Document text —
--------
Targeting the supply chain
Even with high costs, clothing manufacturers in the U.S. were forced to invest more heavily in technology over the last three years because the COVID-19 pandemic exposed issues with demand management and supply chains, said Insight.
The pandemic threw off retailers’ monthly inventory predictions, especially as lead times for shipments from Asia began taking eight months or longer compared to four to six months prior to the pandemic.
Leading up to the pandemic everything was about cost control and driving the absolute lowest cost and getting the cheapest supply chain possible. The supply chain was relatively stable and retailers could use basic tools or Excel to manage inventory. The technology, however, provided little help in optimizing how much of what item they needed.
Now most technology investments are going toward AI and data analytics to address some of these issues by boosting efficiency, which increases profitability and improves sustainability. This is because it doesn’t replace a core part of the brand’s business but still allows them to respond more quickly to customer demands and trends.
New investment in modeling around demand. Understanding when they are going to see spikes in demand, what’s happening in the market, what are the trends and what are other fashion companies seeing.
Brands such as Abercrombie & Fitch, has been allocating funds for AI and data analytics to get products to customers more quickly and fulfill demand.
--------
Referring expression pointing data:
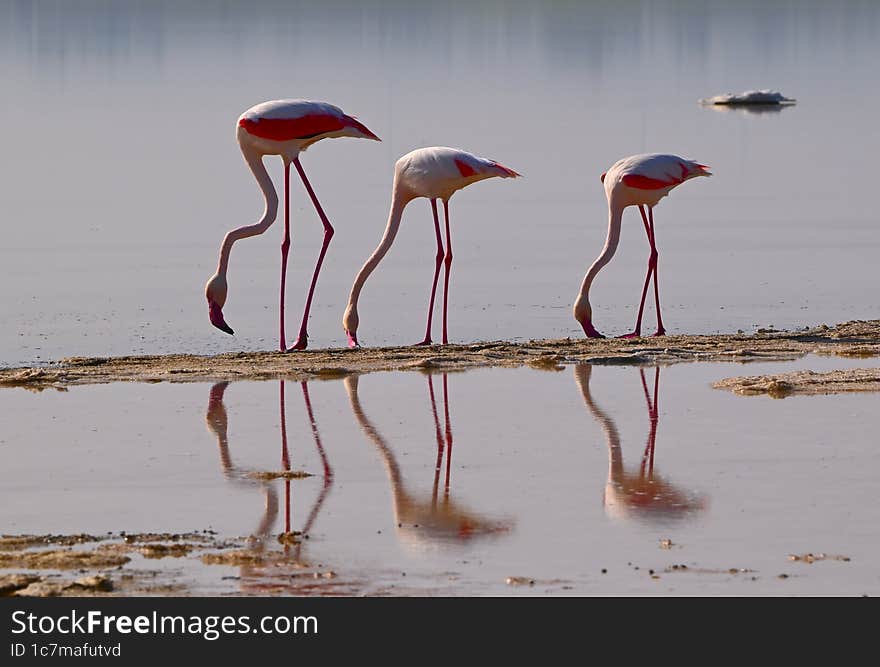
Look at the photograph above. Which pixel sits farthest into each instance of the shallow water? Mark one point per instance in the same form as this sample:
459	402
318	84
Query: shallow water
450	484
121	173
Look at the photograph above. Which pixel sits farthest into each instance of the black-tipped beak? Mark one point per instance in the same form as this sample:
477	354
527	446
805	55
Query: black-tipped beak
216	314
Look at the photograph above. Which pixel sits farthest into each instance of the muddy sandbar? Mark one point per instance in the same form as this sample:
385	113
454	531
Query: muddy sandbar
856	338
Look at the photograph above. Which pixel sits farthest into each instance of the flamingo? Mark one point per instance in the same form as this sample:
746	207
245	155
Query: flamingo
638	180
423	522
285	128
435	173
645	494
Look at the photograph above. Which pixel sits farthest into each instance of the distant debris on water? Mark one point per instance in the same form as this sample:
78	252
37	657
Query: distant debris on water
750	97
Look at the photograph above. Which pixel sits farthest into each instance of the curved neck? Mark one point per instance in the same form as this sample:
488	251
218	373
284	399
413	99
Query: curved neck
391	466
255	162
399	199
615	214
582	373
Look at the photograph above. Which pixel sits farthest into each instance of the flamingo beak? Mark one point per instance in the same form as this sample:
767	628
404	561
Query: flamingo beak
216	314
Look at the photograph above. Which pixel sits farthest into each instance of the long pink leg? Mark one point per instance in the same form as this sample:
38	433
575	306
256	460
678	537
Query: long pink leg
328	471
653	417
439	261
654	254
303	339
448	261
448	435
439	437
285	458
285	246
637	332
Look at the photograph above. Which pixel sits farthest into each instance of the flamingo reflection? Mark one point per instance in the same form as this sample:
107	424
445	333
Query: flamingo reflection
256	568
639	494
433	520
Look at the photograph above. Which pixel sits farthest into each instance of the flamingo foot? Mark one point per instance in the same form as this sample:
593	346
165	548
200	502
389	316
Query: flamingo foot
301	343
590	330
--------
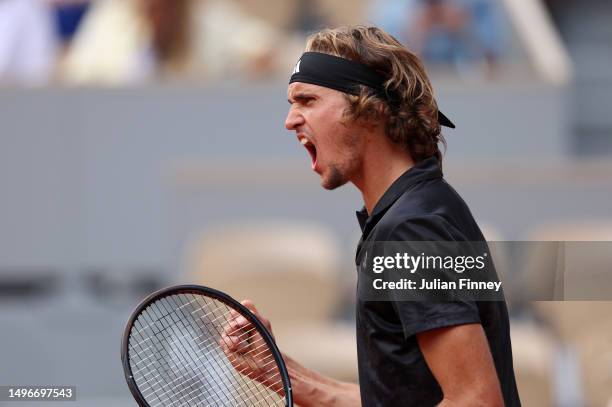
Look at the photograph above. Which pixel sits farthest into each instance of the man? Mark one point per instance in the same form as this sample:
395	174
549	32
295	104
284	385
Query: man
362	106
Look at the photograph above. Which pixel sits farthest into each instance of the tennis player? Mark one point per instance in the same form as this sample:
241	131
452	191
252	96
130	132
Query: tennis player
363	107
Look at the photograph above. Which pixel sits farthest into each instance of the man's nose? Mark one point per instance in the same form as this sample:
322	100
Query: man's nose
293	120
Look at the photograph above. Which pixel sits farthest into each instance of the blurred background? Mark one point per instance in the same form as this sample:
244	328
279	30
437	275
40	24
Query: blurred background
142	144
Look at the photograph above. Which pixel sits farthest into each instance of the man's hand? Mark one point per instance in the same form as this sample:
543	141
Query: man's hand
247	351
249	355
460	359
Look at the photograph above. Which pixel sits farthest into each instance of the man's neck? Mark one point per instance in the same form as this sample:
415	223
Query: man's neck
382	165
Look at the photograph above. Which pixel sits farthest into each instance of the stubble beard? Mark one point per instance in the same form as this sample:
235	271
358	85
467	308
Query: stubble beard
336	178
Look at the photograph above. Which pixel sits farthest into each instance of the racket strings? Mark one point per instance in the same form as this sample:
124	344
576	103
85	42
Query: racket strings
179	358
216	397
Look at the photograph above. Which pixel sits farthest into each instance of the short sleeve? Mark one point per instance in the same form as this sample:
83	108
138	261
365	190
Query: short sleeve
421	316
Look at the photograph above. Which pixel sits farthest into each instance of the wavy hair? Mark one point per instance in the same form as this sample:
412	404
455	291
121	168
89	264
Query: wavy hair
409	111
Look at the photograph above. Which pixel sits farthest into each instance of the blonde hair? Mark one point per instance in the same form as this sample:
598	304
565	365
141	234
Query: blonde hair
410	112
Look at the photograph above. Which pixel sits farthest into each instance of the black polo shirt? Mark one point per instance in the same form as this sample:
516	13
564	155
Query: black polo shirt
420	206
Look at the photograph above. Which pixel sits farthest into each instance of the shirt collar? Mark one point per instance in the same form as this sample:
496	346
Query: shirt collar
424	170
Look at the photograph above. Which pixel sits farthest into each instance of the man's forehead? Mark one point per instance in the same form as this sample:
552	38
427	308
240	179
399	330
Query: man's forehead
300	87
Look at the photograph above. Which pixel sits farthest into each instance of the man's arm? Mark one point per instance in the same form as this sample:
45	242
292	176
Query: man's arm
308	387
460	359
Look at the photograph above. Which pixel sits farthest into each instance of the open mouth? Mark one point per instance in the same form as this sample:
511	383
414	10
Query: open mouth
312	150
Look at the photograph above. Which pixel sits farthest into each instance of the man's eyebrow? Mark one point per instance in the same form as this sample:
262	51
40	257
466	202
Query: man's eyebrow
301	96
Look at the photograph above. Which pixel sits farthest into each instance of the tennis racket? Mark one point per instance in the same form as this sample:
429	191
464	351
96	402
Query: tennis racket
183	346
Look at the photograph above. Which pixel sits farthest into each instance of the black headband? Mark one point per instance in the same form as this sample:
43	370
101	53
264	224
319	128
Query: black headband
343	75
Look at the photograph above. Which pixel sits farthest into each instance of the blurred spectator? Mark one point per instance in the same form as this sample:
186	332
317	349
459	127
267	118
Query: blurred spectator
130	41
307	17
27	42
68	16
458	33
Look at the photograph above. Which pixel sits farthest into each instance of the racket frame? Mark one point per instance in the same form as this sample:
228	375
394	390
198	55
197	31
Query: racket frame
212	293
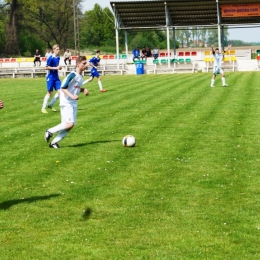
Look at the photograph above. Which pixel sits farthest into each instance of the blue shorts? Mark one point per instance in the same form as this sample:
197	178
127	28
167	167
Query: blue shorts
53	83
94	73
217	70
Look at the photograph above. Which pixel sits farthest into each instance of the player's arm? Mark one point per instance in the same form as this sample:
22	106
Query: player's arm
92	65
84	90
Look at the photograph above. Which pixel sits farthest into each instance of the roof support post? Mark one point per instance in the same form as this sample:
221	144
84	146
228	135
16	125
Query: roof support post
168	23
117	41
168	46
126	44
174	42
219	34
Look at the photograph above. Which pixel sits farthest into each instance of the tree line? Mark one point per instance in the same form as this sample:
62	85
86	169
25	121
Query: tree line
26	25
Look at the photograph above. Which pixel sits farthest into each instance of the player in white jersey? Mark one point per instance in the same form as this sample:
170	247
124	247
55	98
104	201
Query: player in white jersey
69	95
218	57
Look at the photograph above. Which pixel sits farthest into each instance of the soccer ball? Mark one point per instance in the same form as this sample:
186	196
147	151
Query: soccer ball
--------
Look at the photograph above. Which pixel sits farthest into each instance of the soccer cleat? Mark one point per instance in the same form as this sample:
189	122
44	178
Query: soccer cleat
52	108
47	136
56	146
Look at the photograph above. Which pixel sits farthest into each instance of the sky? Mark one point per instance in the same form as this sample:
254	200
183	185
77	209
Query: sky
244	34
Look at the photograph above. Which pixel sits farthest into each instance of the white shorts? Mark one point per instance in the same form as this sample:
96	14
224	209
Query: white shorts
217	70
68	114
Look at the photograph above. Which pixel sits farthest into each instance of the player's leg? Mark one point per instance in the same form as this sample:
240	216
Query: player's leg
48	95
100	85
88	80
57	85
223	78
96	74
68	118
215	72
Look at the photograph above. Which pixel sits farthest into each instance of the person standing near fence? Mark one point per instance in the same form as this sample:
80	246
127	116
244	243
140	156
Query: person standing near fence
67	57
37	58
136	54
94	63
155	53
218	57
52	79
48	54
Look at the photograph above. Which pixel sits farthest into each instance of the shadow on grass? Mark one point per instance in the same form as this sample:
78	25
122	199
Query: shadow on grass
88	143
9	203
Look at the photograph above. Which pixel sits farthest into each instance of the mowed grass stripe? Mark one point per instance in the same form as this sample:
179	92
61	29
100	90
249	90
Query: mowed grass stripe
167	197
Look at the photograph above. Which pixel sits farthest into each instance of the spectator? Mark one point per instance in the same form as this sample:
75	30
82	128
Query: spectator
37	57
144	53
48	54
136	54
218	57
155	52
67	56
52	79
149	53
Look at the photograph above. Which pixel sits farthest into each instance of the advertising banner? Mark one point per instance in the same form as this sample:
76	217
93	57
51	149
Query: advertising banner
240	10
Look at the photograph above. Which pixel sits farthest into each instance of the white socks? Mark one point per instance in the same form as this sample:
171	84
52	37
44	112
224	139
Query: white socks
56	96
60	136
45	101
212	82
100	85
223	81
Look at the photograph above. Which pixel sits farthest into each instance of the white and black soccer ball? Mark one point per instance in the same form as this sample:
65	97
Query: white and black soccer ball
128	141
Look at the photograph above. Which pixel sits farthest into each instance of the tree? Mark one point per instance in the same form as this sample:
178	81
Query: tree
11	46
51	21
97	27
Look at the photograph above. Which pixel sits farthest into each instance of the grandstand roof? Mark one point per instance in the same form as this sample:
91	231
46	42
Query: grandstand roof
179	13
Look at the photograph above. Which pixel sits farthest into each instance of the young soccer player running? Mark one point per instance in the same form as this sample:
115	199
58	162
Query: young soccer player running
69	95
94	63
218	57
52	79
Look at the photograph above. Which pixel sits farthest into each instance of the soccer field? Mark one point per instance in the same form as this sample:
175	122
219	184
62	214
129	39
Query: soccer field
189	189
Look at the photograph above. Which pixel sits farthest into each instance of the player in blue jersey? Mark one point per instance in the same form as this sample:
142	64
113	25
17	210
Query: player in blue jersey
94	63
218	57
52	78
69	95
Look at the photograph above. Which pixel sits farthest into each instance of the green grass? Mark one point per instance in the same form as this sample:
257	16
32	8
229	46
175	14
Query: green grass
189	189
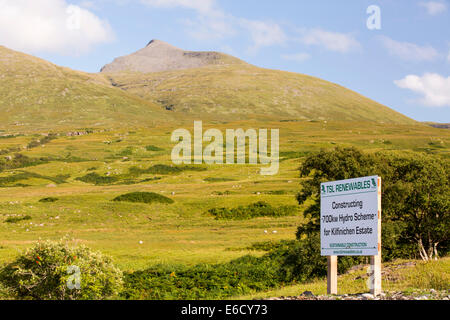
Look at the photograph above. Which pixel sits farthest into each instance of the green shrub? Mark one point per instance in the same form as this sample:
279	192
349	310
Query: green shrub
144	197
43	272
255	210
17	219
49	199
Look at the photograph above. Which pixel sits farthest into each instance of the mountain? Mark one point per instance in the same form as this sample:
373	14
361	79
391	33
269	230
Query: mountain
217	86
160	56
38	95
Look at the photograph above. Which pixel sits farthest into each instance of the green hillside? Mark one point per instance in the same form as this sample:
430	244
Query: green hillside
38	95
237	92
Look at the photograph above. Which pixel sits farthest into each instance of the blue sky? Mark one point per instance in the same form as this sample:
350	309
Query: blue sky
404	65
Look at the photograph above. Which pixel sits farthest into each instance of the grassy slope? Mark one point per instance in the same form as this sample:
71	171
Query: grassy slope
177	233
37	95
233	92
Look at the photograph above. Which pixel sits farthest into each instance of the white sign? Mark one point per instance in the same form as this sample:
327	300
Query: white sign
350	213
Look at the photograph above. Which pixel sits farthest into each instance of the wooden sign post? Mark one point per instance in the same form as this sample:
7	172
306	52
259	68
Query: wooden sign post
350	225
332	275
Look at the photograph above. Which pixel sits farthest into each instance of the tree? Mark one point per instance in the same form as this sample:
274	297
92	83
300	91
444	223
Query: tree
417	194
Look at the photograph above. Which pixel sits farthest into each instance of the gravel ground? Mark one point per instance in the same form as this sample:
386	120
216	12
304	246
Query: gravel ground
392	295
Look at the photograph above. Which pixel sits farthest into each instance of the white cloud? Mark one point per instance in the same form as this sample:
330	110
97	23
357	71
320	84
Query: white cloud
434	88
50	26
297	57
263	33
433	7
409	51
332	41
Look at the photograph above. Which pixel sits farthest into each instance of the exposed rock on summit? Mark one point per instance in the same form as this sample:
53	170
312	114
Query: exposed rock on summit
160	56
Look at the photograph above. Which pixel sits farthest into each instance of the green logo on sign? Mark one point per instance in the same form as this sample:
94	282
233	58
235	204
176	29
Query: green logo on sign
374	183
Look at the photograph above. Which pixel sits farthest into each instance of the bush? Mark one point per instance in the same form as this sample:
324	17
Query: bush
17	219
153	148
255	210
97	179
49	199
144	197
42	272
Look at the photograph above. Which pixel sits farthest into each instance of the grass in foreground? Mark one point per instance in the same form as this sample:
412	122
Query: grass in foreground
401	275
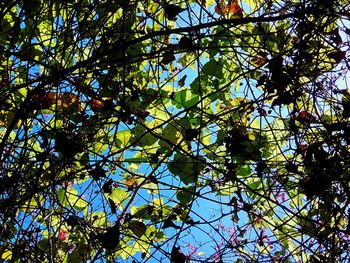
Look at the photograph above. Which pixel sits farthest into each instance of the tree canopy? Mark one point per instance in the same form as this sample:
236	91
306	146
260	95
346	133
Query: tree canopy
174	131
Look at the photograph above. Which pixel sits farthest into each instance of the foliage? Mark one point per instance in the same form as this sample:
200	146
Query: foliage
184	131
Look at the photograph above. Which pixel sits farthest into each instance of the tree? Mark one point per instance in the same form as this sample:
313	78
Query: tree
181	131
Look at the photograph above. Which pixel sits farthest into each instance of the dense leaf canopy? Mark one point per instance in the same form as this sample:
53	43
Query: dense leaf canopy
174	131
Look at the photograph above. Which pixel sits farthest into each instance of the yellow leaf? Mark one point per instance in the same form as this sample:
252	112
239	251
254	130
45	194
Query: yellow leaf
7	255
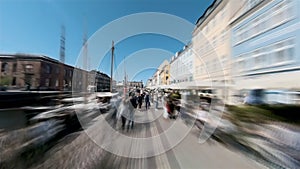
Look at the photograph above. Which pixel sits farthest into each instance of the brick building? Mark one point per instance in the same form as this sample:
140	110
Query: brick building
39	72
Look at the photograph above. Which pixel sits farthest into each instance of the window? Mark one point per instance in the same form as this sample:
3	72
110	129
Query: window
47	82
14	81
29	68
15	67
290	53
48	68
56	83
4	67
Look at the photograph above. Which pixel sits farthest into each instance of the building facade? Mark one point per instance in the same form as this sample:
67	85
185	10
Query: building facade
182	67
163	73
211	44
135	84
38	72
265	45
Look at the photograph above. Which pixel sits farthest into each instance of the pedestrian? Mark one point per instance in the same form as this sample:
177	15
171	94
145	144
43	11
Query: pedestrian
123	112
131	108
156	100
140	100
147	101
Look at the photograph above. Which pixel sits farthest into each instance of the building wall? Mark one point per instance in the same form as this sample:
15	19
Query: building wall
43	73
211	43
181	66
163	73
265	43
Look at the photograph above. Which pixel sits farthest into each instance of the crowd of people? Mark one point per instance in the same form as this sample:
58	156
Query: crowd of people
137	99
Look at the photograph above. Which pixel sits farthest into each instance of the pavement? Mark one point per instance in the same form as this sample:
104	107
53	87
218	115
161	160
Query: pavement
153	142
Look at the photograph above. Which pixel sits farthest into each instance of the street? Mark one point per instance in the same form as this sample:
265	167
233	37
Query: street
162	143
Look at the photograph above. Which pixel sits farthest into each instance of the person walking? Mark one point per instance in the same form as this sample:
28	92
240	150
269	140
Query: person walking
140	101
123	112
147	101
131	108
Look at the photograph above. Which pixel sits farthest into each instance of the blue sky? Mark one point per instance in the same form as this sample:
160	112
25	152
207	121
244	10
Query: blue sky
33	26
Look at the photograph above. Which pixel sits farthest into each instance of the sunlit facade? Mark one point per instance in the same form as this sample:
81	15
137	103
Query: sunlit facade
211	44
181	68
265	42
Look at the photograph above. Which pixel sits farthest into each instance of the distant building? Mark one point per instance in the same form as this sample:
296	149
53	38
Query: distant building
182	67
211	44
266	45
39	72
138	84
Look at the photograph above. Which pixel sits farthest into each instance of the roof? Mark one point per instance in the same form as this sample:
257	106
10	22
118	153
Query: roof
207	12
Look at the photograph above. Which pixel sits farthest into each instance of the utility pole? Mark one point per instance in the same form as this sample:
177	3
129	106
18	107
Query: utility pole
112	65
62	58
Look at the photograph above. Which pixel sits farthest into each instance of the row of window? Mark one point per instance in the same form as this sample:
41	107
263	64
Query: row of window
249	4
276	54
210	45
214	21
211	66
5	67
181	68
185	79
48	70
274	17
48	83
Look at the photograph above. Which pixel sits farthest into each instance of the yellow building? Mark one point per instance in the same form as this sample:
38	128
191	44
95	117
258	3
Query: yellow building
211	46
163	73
--------
Exercise instructions —
1) According to the supply chain text, how long were lead times for shipments from Asia taking during the pandemic?
2) Output the passage of the supply chain text starting with "Targeting the supply" and going on through "chains, said Insight.".
3) What things does the supply chain text say brands want to understand through new investment in demand modeling?

Results of the tasks —
1) Eight months or longer.

2)
Targeting the supply chain
Even with high costs, clothing manufacturers in the U.S. were forced to invest more heavily in technology over the last three years because the COVID-19 pandemic exposed issues with demand management and supply chains, said Insight.

3)
- When they are going to see spikes in demand
- What's happening in the market
- What the trends are
- What other fashion companies are seeing